● **DOCUMENT SECTION**
· · · · · · ·

PQL Examples
This page serves as a quick reference as you embark on your journey with PQL. These queries use the Twitter Bots dataset, but can be easily modified for your use case.
Introduction
Definitions
SQL: Structured Query Language
PQL: Predictive Query Language (an extension of SQL!)
Overview
In SQL, you typically query against a database, which contains one or more tables. Each table is identified by a name (e.g. "Customers" or "Orders") and tables contain records (rows) with data.
In PQL, you treat your datasets as individual tables that you can query and run predictions against.
- SQL/PQL keywords are NOT case sensitive: select is the same as SELECT. Upper-case is used below as a common practice for readability, but is not necessary.
- In PQL, semicolons are optional unless you are writing multiple commands in one query.

· · · · · · ·

● **OBJECTIVES**
1. Answer these questions about the PQL examples page:
(a) Which dataset do the queries on the page use?
(b) What does PQL stand for?
(c) When are semicolons not optional in PQL?
2. Extract every line of the records that contains the string "field".

· · · · · · ·

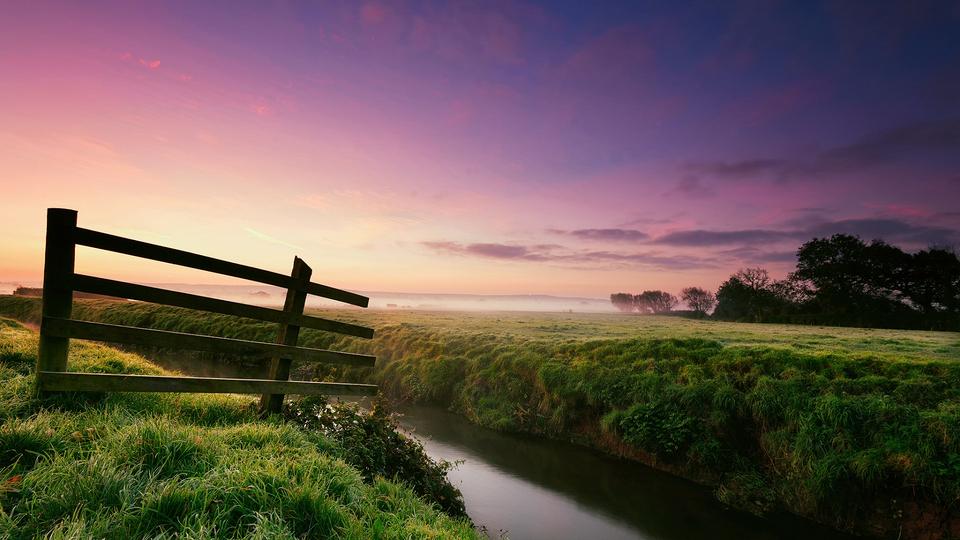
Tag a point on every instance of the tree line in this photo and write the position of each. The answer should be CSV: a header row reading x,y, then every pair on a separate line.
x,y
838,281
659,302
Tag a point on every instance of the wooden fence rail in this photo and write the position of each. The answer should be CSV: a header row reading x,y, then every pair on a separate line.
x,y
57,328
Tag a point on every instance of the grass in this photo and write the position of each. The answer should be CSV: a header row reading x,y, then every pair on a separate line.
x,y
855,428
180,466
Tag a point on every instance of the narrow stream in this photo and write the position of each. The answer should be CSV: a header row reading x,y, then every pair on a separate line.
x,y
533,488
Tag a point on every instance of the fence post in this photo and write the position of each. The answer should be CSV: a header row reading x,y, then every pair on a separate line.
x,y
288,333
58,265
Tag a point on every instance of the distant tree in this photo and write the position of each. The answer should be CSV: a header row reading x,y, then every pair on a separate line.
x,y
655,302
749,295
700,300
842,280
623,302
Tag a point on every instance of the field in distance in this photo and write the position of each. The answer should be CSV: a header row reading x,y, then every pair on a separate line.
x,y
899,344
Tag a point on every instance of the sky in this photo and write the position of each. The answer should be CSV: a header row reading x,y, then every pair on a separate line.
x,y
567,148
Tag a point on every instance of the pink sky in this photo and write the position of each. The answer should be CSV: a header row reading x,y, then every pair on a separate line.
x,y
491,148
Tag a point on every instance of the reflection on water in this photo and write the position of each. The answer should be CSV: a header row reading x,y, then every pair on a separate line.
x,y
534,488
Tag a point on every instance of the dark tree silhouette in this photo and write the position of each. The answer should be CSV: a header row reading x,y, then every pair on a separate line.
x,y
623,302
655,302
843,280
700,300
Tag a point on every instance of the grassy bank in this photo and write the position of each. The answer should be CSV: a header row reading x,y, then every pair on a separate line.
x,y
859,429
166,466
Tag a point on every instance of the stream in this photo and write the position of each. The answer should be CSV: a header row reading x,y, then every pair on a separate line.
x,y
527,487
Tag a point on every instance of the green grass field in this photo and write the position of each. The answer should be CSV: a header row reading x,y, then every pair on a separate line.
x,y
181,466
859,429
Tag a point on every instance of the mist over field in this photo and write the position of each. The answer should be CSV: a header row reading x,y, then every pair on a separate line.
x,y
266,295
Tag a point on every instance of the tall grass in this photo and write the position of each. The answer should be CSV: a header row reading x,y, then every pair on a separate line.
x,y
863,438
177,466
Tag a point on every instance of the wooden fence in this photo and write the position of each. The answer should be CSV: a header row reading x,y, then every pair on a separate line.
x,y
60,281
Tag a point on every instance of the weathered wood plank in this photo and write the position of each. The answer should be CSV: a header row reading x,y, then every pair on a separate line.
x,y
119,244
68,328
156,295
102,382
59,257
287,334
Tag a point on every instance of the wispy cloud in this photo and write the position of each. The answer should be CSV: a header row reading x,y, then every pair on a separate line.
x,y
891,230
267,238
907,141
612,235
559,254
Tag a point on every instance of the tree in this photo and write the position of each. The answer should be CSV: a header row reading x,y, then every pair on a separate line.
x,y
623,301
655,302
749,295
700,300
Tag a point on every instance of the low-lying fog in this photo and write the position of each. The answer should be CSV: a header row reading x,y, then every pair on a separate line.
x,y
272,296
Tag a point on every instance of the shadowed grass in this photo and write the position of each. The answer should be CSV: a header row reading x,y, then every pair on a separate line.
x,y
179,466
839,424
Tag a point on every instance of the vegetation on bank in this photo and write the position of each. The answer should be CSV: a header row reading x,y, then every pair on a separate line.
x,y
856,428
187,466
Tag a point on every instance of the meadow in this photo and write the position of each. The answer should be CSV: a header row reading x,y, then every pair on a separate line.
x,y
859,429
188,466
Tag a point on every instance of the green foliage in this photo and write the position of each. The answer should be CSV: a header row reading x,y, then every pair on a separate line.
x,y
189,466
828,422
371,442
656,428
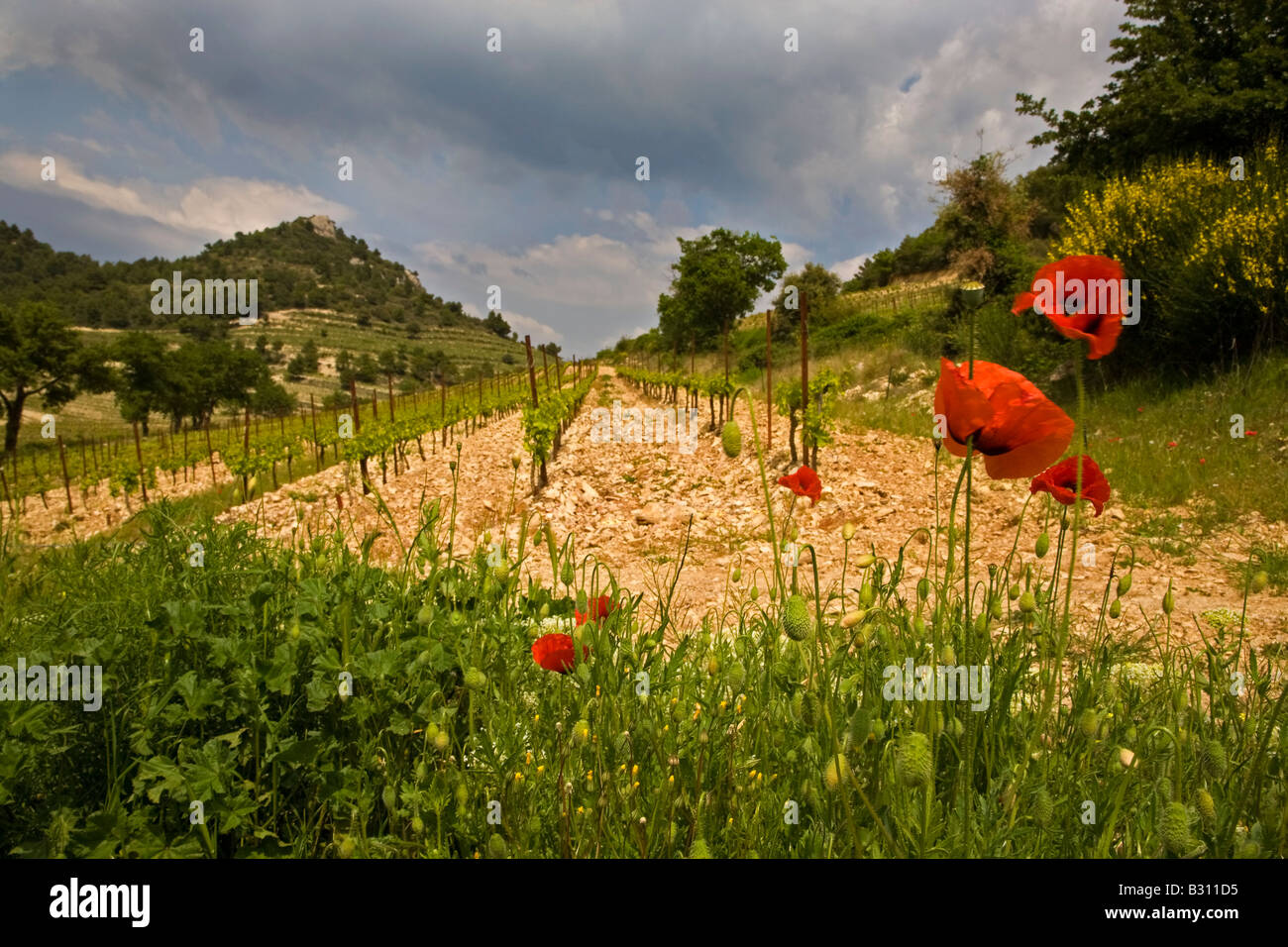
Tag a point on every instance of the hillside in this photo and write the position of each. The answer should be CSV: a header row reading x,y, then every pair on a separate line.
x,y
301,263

· · · · · · ·

● **LIST OF SOLUTIONS**
1.
(a) The Twitter Bots dataset.
(b) Predictive Query Language.
(c) When you are writing multiple commands in one query.

2.
Tag a point on every instance of the field in distance in this photo and write the position of each. The answer should be CSV: a header row reading x,y, then every pair on a separate line.
Tag a point on every instance of the green grass field in this photo and write the position of each. The answer should be CSV: a header row reading x,y, then every pair on a separate line.
Tag a point on every instance of the mist over field in this photo and write the position of each. The answer should be CSV: a header row reading x,y, then every pair on a separate line.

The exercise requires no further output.